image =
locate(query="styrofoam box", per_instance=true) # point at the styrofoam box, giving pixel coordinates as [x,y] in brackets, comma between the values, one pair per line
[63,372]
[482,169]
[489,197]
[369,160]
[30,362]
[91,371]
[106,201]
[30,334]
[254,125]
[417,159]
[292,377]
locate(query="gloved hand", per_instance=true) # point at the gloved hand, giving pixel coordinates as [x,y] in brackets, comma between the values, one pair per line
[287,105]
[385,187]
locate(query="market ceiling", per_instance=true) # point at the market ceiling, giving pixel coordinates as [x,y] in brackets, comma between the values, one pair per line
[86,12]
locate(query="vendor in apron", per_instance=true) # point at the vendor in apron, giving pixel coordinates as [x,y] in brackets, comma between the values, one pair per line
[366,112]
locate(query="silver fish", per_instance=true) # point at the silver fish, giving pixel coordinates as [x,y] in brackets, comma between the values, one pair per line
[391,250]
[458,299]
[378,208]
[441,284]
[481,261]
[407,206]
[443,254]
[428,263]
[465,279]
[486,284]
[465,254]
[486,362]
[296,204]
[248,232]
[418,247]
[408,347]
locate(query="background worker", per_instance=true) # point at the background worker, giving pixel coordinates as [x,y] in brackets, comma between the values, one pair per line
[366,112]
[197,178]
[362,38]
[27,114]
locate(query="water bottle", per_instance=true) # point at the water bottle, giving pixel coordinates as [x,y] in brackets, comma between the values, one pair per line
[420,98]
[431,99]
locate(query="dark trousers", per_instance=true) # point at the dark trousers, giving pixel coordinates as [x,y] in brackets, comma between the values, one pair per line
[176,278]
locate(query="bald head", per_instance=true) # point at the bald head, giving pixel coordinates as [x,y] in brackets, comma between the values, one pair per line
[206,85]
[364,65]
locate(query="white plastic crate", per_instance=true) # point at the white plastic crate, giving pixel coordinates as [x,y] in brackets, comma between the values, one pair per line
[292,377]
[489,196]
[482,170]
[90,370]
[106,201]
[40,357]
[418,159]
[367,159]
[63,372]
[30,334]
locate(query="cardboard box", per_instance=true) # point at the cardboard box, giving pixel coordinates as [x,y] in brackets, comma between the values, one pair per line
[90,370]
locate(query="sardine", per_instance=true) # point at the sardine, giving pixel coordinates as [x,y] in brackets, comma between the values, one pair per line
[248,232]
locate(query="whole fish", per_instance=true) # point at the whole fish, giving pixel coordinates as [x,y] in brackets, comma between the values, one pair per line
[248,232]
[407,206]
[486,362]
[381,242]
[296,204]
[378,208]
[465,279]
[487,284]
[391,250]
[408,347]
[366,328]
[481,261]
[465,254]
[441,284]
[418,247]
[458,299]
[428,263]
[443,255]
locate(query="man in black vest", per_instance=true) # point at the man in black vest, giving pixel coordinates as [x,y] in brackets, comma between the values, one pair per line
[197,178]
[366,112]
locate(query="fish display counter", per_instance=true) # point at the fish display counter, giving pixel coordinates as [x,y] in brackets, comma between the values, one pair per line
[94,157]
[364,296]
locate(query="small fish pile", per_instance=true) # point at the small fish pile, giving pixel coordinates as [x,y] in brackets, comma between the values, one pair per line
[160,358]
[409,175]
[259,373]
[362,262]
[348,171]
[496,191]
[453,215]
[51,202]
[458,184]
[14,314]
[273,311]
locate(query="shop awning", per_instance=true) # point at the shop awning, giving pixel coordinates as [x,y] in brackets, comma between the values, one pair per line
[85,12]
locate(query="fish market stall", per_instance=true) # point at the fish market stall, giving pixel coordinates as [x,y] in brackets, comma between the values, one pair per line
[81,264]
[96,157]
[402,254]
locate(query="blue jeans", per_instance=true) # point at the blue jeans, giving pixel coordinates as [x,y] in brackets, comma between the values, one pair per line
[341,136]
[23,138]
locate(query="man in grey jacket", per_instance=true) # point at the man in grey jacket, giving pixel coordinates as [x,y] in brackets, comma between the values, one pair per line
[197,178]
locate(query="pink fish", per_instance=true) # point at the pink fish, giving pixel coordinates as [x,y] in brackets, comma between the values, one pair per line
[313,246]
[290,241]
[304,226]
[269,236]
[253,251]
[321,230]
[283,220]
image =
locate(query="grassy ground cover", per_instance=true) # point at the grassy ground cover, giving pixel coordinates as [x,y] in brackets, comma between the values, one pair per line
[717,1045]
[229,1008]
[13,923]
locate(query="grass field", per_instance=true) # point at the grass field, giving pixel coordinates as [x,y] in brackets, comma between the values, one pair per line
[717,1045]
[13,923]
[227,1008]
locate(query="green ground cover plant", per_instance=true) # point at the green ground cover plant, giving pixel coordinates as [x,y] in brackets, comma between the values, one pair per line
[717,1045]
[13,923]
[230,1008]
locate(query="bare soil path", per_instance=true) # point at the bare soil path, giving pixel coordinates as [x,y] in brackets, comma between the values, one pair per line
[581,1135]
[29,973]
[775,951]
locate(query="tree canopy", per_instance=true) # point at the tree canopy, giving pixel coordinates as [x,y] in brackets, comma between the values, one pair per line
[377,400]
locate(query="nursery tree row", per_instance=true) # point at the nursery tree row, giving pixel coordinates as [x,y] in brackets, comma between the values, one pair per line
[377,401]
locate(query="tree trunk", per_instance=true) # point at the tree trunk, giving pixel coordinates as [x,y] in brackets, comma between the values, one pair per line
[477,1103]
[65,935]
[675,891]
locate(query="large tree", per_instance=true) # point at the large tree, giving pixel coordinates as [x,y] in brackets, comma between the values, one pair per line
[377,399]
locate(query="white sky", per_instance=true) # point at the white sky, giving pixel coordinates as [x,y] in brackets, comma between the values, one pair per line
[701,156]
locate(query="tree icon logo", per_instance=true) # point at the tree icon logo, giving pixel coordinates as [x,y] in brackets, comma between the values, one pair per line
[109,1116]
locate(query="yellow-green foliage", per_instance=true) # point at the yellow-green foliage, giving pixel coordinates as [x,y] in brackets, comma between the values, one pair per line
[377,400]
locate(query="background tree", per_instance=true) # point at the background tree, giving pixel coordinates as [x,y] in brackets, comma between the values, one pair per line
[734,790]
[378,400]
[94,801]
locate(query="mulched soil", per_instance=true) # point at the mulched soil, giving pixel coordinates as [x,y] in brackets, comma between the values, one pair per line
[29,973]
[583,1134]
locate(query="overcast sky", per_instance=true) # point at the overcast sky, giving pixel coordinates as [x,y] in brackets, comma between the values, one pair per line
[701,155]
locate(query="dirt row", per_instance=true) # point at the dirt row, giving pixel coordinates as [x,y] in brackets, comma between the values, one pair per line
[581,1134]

━━━

Stated exercise >> Restate the records, all of them, precisely as written.

Solution below >>
image =
locate(query="styrofoam box", per_instance=true) # point at the styrofoam box, giving pixel coordinates as [x,y] in brackets, comma between the values, one pair per line
[63,372]
[482,169]
[489,197]
[369,160]
[30,362]
[91,371]
[106,201]
[30,334]
[254,125]
[417,159]
[292,377]
locate(query="gloved hand", per_instance=true) # point at the gloved hand, giving pixel coordinates as [x,y] in brackets, comma between the values, one pair per line
[287,105]
[385,187]
locate(query="market ceiling", per_instance=true) # point at the market ceiling, giving pixel coordinates as [x,y] in brackets, comma between the values, one pair per line
[86,12]
locate(query="vendor in apron", per_instance=true) # point at the vendor in apron, giving pixel coordinates as [x,y] in brackets, comma between the values, one pair per line
[366,112]
locate(query="silver fish", per_instance=true) # point at the silver fish, giving pixel coordinates as [x,y] in brackets, comma between the values, one pair per line
[391,250]
[458,299]
[378,208]
[441,284]
[481,261]
[407,206]
[443,254]
[428,263]
[465,279]
[486,284]
[465,254]
[486,362]
[296,204]
[248,232]
[418,247]
[408,347]
locate(query="background worker", per_instance=true) # point at the background worker, giving pixel coordinates as [x,y] in brackets, comma between the values, one pair per line
[366,112]
[197,178]
[362,38]
[27,114]
locate(query="water bottle", per_instance=true) # point at the water bottle, giving pixel coordinates as [x,y] in brackets, comma between the values, one pair per line
[420,98]
[431,99]
locate(query="dark trousers", per_instance=true) # point at the dark trousers, giving pixel coordinates as [x,y] in brackets, comma between the values, one pair per line
[176,278]
locate(query="bald head", per_instance=true) # point at the bald head, giving pixel coordinates as [x,y] in brackets, comma between the values, one pair per line
[206,85]
[364,65]
locate(query="white plastic crate", per_instance=true) # point at the white plastic crate, giving pixel coordinates as [x,y] in brackets, comma between the values, one pair per line
[292,377]
[489,196]
[482,170]
[90,370]
[106,201]
[40,357]
[418,159]
[367,159]
[63,372]
[30,334]
locate(query="cardboard box", per_instance=true) # point at the cardboard box, giving pixel coordinates as [x,y] in brackets, comma between the values, one pair per line
[90,370]
locate(query="sardine", per_instance=true) # point at the sardine, giving pixel coordinates as [x,y] in brackets, comma between the values, one pair per line
[248,232]
locate(query="whole fish", per_instance=true) # point at the whole fish, giving pixel coordinates as [x,y] in brackets, comma between the values, one pair per line
[248,232]
[407,206]
[486,362]
[381,242]
[296,204]
[378,208]
[465,279]
[487,284]
[391,250]
[408,347]
[366,328]
[481,261]
[465,254]
[441,284]
[418,247]
[458,299]
[428,263]
[443,255]
locate(query="man in black vest", per_instance=true) # point at the man in black vest, giving pixel coordinates as [x,y] in brackets, comma between the values, one pair per line
[197,178]
[366,112]
locate(query="fish display counter", per_instance=true) # point at the fish display counter, giving pixel coordinates as [x,y] in brackets, comma between the values, one pair per line
[94,157]
[364,296]
locate(query="small fish pile", per_instance=true) # point at the small fish pile, giving pixel coordinates as [x,y] in brackets, comma between the values, one pair per line
[160,358]
[409,175]
[259,373]
[362,262]
[348,171]
[496,191]
[453,215]
[51,202]
[458,184]
[14,314]
[273,311]
locate(query="shop awning", per_instance=true) # point at the shop awning, giving pixel coordinates as [x,y] in brackets, comma between the values, one pair per line
[85,12]
locate(query="fish market stall", per_instance=true) # point at the fish market stall, giving pixel coordinates as [x,y] in brackets, comma between the values, one pair per line
[81,264]
[96,157]
[402,254]
locate(query="blue jeans", per_instance=true) # point at the blue jeans, giving pixel coordinates as [x,y] in brackets, comma between the values, one pair per line
[341,136]
[23,138]
locate(query="man in grey jacket", per_instance=true) # point at the man in grey jacket, giving pixel coordinates as [x,y] in brackets, comma between the values, one pair per line
[197,178]
locate(query="pink fish", per_instance=true) # point at the pink fish, giving pixel coordinates as [x,y] in brackets, comma between the values, one pair per line
[313,246]
[290,241]
[304,226]
[269,236]
[253,251]
[321,230]
[283,220]
image =
locate(query="grassy ground cover", per_instance=true) # point at the grassy ground cover, giving pixel coordinates as [x,y] in brackets, comma between the values, one pair per line
[717,1045]
[229,1008]
[13,923]
locate(query="grass field", per_instance=true) # point at the grass field, giving pixel coordinates as [x,y] in brackets, comma between the values, one pair per line
[717,1045]
[13,923]
[227,1008]
locate(query="green ground cover plant", per_instance=true) # point at the green ground cover plant, giving pixel coordinates as [x,y] in brackets, comma between the values, one pair per line
[717,1045]
[13,923]
[230,1008]
locate(query="bare soil path", per_instance=true) # point at the bare soil path, giving pixel coordinates as [x,y] in brackets, comma between the values, one pair per line
[581,1135]
[29,973]
[775,951]
locate(query="tree canopy", per_instance=true) # point at the tree canopy, giving pixel coordinates as [x,y] in brackets, comma between the values, one pair per line
[377,400]
locate(query="nursery tree row", per_instance=true) # point at the nursery tree row, giving pixel coordinates as [x,y] in brackets, comma between the values, one pair per line
[377,401]
locate(query="tree trunk", per_instance=true) # point at the tree trunk, giving pixel coordinates as [x,y] in brackets, comma between the values, one pair per line
[477,1103]
[65,935]
[675,891]
locate(query="large tree", per_instance=true) # point at the large tree, giving pixel coordinates as [x,y] in brackets, comma between the values, one pair per line
[377,399]
locate(query="white sky", per_instance=true) # point at the white sky, giving pixel coordinates as [x,y] in brackets, comma between the values, one pair per line
[701,156]
locate(query="tree icon logo", per_instance=true) # point at the tree icon logo, giving pixel coordinates as [x,y] in brackets, comma between the values, one pair per line
[109,1116]
locate(query="yellow-green foliage", per_instance=true) # point at the yellow-green foliage, giving pixel coordinates as [x,y] in brackets, comma between the values, one pair per line
[377,400]
locate(query="background tree", per_instance=true) # point at the background tree, giving pixel coordinates as [x,y] in brackets, comma between the values, one pair per line
[734,790]
[378,400]
[94,801]
locate(query="mulched soil", per_instance=true) # point at the mulched soil, giving pixel coordinates as [x,y] in brackets, comma between the values, one pair per line
[29,973]
[583,1134]
locate(query="overcast sky", per_instance=true) # point at the overcast sky, giving pixel coordinates as [x,y] in brackets, comma between the values, one pair per line
[701,155]
locate(query="dirt row", per_instance=true) # point at the dirt row, giving pixel coordinates as [x,y] in brackets, comma between the values, one pair per line
[581,1134]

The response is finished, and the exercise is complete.